— start —

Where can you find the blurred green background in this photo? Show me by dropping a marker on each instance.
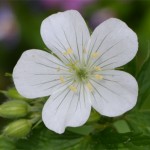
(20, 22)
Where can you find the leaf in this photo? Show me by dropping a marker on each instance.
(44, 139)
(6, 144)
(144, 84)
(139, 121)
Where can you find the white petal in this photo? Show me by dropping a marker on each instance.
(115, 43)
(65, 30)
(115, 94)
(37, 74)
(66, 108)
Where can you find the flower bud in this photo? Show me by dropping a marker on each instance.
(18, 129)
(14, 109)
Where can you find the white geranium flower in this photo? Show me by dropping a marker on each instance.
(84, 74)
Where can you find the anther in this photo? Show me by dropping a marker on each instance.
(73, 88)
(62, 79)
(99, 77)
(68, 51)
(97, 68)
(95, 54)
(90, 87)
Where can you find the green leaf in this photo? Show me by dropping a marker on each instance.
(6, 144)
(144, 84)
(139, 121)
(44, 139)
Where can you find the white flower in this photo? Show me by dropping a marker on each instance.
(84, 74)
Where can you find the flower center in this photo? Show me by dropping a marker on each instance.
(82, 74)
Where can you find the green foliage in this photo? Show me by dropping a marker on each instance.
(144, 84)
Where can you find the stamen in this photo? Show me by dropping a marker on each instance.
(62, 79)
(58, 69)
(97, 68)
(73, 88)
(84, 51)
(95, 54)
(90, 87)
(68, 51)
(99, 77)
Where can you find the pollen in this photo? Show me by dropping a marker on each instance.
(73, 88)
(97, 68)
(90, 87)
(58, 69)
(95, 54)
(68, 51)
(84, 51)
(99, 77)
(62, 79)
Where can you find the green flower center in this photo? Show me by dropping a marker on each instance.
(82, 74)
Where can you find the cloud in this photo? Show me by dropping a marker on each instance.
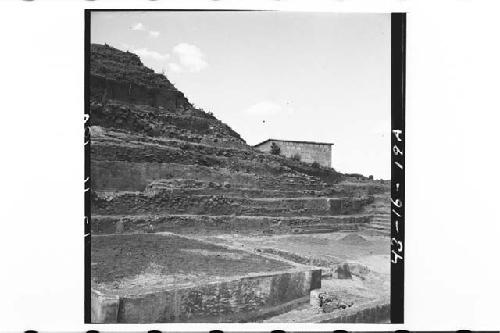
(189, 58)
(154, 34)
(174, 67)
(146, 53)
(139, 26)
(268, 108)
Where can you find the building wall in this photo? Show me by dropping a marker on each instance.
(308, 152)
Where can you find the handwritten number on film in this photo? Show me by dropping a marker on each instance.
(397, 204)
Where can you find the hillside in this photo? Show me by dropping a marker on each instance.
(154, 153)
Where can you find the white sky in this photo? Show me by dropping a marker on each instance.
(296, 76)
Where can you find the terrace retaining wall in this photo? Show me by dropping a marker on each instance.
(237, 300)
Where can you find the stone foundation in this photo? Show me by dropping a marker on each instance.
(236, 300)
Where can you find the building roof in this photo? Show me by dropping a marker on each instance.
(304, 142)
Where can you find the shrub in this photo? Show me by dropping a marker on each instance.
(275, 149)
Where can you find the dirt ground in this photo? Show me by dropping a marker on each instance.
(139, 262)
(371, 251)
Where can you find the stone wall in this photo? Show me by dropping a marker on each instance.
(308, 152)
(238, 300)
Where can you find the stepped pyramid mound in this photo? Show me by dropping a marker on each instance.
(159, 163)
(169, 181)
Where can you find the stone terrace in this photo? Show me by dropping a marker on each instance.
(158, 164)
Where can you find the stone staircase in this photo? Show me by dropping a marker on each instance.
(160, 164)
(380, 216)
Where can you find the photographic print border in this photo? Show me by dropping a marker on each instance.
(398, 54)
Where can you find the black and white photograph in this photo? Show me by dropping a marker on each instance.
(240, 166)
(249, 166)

— end —

Rewrite all of the lines above, replacing "dropping a marker" with "placing a pin" everywhere and changing nothing else. Omit the pictures from your answer.

Where can you find the blurred green background in this photo? Show me by placing a pin on each instance.
(20, 22)
Where can you find the leaf in this photo? Show me by placing a pin on each instance.
(44, 139)
(6, 144)
(144, 84)
(139, 121)
Where can you find the white petal in this photo? Show me by placing a pin on each instance.
(115, 43)
(65, 30)
(115, 94)
(37, 74)
(66, 108)
Where can you find the flower bud in this photo? Show me by placing a pin on each instance.
(18, 129)
(14, 109)
Where can you find the white geranium flower in this photo? Show me by placing a pin on each instance.
(84, 74)
Where can you find the anther in this photo? Show me by placing a pin on each instance.
(73, 88)
(62, 79)
(99, 77)
(68, 51)
(97, 68)
(95, 54)
(90, 87)
Where can you find the green leaf in this photo? Show me by placing a pin on each instance.
(6, 144)
(144, 84)
(139, 121)
(44, 139)
Where can you find the white flower in this photo? Show me by placing a pin on each instance.
(84, 74)
Where can you find the flower center in this photo? Show me by placing a pin on each instance.
(82, 74)
Where can you find the green foliage in this photo? Show me by placing a pin on each instance.
(144, 84)
Where can you find the stamen in this photo? Show me by placing a pin on each instance.
(62, 79)
(58, 69)
(97, 68)
(73, 88)
(84, 51)
(95, 54)
(90, 87)
(68, 51)
(99, 77)
Where can you find the pollen in this photo? Show me by placing a pin on each instance.
(73, 88)
(97, 68)
(90, 87)
(58, 69)
(95, 54)
(68, 51)
(84, 51)
(99, 77)
(62, 79)
Where can you find the green flower center in this photo? Show me by placing a pin on each instance.
(82, 74)
Where can you find the cloud in this photo? Show me by placing a pin on each instance.
(189, 58)
(154, 34)
(174, 67)
(146, 53)
(139, 26)
(268, 108)
Where can you find the building wall in this photo? Show me by placing a pin on each instance.
(308, 152)
Where can you find the handwritten number on film in this photo? Show me by placing a pin on each instance.
(397, 204)
Where can you find the hillside in this photo? Show me by placing a pin on each instance.
(154, 153)
Where can you find the white sky in this photo? Show me by placing a pin on each instance.
(296, 76)
Where can you find the terrace retaining wall in this photo? Show me by placing a pin on each instance.
(237, 300)
Where can you find the stone foundation in this photo? Show me by placing a pin on each instance.
(236, 300)
Where can you find the building roof in this photo? Show me by placing a pin on each instance.
(304, 142)
Where can you find the shrub in this photo? Show me by placing a pin on each instance.
(275, 149)
Where can you find the dirt ground in this photo? Show me by placing a pin on each instance.
(139, 262)
(371, 251)
Where can you find the stone wall in this photo? Show me by placing a pin on each instance.
(308, 152)
(238, 300)
Where can you find the stepped pyramid mound in this photo? Show me by placing a pin on each instance.
(159, 163)
(169, 181)
Where can you find the stone terrace in this photo? Show me by placing a pin on each instance.
(158, 164)
Where can you find the stone staircase in this photo? Show me by placing a pin on each instance.
(160, 164)
(380, 216)
Where can you find the photographic print border in this photo? Show me by placing a pin on each instance.
(398, 54)
Where can you find the black and white photograph in this photo? Show me by placing a pin on each instance.
(240, 166)
(249, 166)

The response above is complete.